Task description:
Copy out each line of the data holding "wooden".

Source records
++++
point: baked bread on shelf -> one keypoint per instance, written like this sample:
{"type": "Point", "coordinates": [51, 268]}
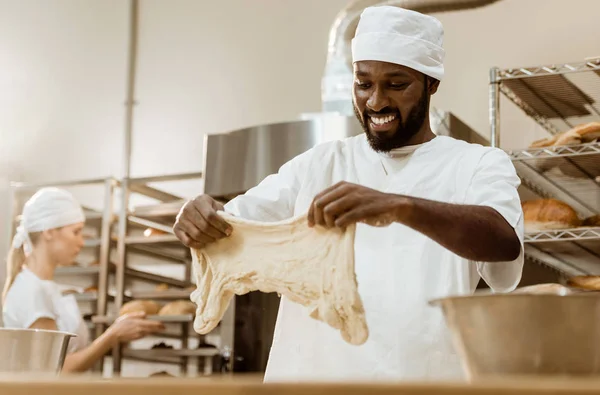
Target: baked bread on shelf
{"type": "Point", "coordinates": [589, 283]}
{"type": "Point", "coordinates": [178, 307]}
{"type": "Point", "coordinates": [150, 232]}
{"type": "Point", "coordinates": [588, 132]}
{"type": "Point", "coordinates": [546, 214]}
{"type": "Point", "coordinates": [582, 133]}
{"type": "Point", "coordinates": [593, 221]}
{"type": "Point", "coordinates": [149, 307]}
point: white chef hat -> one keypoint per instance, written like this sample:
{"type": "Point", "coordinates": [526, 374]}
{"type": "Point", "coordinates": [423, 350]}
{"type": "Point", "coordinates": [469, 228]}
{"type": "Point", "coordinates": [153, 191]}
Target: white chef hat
{"type": "Point", "coordinates": [396, 35]}
{"type": "Point", "coordinates": [48, 208]}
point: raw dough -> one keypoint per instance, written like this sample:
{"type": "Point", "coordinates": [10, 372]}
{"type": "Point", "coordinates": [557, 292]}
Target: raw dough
{"type": "Point", "coordinates": [310, 266]}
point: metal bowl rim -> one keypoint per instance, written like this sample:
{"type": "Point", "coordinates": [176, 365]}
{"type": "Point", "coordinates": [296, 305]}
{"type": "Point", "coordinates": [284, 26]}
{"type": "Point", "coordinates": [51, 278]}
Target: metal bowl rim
{"type": "Point", "coordinates": [438, 301]}
{"type": "Point", "coordinates": [38, 331]}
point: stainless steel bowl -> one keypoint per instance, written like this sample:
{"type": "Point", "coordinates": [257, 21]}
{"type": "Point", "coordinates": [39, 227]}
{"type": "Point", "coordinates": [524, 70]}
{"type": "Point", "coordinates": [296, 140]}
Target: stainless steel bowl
{"type": "Point", "coordinates": [32, 350]}
{"type": "Point", "coordinates": [525, 334]}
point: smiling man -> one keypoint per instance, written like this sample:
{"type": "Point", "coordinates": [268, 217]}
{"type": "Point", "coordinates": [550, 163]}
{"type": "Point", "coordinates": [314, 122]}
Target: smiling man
{"type": "Point", "coordinates": [433, 214]}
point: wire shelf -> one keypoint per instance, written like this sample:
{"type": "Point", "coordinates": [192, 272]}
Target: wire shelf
{"type": "Point", "coordinates": [572, 251]}
{"type": "Point", "coordinates": [558, 97]}
{"type": "Point", "coordinates": [575, 234]}
{"type": "Point", "coordinates": [571, 172]}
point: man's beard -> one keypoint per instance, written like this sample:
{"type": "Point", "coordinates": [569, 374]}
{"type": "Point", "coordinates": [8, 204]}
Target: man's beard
{"type": "Point", "coordinates": [405, 130]}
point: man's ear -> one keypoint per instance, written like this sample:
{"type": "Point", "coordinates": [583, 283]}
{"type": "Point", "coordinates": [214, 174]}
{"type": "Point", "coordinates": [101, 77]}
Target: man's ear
{"type": "Point", "coordinates": [433, 84]}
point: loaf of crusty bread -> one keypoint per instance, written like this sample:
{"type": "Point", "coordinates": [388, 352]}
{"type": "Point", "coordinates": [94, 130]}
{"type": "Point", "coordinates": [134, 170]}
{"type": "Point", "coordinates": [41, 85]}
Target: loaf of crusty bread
{"type": "Point", "coordinates": [588, 132]}
{"type": "Point", "coordinates": [590, 283]}
{"type": "Point", "coordinates": [546, 142]}
{"type": "Point", "coordinates": [544, 214]}
{"type": "Point", "coordinates": [594, 220]}
{"type": "Point", "coordinates": [570, 137]}
{"type": "Point", "coordinates": [150, 232]}
{"type": "Point", "coordinates": [178, 307]}
{"type": "Point", "coordinates": [583, 133]}
{"type": "Point", "coordinates": [147, 306]}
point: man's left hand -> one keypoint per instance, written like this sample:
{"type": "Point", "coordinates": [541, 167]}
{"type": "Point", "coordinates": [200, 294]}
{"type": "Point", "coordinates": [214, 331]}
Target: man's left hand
{"type": "Point", "coordinates": [345, 203]}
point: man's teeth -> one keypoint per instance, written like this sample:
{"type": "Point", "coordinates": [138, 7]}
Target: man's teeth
{"type": "Point", "coordinates": [383, 120]}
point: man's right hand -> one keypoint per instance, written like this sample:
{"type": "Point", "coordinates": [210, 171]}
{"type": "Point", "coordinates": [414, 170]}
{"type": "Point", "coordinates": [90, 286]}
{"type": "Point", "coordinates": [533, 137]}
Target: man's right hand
{"type": "Point", "coordinates": [198, 223]}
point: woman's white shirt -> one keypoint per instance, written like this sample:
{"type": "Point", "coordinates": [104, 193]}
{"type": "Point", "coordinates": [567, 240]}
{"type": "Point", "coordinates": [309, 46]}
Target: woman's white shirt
{"type": "Point", "coordinates": [31, 298]}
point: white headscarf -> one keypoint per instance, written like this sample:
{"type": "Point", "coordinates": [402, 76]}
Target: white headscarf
{"type": "Point", "coordinates": [48, 208]}
{"type": "Point", "coordinates": [396, 35]}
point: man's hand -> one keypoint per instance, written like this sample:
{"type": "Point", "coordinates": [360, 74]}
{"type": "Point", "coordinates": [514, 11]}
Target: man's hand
{"type": "Point", "coordinates": [198, 223]}
{"type": "Point", "coordinates": [344, 204]}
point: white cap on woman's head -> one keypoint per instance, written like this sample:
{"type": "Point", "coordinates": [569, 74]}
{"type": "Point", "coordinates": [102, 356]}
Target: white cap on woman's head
{"type": "Point", "coordinates": [48, 208]}
{"type": "Point", "coordinates": [396, 35]}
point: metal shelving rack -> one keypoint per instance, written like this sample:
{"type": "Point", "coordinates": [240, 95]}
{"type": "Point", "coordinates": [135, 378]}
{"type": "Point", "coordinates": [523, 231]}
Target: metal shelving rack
{"type": "Point", "coordinates": [166, 248]}
{"type": "Point", "coordinates": [557, 97]}
{"type": "Point", "coordinates": [98, 220]}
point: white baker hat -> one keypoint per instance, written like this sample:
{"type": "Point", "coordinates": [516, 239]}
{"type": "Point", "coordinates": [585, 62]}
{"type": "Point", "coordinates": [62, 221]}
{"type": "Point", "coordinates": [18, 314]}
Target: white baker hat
{"type": "Point", "coordinates": [48, 208]}
{"type": "Point", "coordinates": [397, 35]}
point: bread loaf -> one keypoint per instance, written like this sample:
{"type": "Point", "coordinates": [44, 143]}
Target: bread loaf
{"type": "Point", "coordinates": [569, 138]}
{"type": "Point", "coordinates": [547, 142]}
{"type": "Point", "coordinates": [150, 232]}
{"type": "Point", "coordinates": [588, 132]}
{"type": "Point", "coordinates": [583, 133]}
{"type": "Point", "coordinates": [178, 307]}
{"type": "Point", "coordinates": [594, 221]}
{"type": "Point", "coordinates": [590, 283]}
{"type": "Point", "coordinates": [147, 306]}
{"type": "Point", "coordinates": [544, 214]}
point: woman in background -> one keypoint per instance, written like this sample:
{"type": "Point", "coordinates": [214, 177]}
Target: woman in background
{"type": "Point", "coordinates": [49, 235]}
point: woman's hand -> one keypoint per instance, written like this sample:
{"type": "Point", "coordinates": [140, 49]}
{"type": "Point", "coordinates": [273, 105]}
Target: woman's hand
{"type": "Point", "coordinates": [133, 326]}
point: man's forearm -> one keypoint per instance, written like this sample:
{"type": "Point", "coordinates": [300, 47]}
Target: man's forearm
{"type": "Point", "coordinates": [477, 233]}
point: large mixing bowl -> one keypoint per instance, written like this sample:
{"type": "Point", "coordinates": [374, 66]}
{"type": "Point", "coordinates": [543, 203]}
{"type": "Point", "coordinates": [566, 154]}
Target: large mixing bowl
{"type": "Point", "coordinates": [525, 334]}
{"type": "Point", "coordinates": [32, 350]}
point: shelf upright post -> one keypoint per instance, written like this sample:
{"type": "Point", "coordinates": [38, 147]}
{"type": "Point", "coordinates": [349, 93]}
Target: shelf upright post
{"type": "Point", "coordinates": [494, 108]}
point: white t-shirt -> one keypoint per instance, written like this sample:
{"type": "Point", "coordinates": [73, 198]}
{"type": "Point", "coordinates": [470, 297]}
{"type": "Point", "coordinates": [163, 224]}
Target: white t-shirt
{"type": "Point", "coordinates": [398, 270]}
{"type": "Point", "coordinates": [31, 298]}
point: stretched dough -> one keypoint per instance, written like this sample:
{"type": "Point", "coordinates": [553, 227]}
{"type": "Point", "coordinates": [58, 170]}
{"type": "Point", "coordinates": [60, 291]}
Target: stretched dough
{"type": "Point", "coordinates": [310, 266]}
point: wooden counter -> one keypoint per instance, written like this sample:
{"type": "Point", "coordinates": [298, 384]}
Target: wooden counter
++++
Task result:
point: wooden counter -> one keypoint per instance, written like this sample:
Target: wooden counter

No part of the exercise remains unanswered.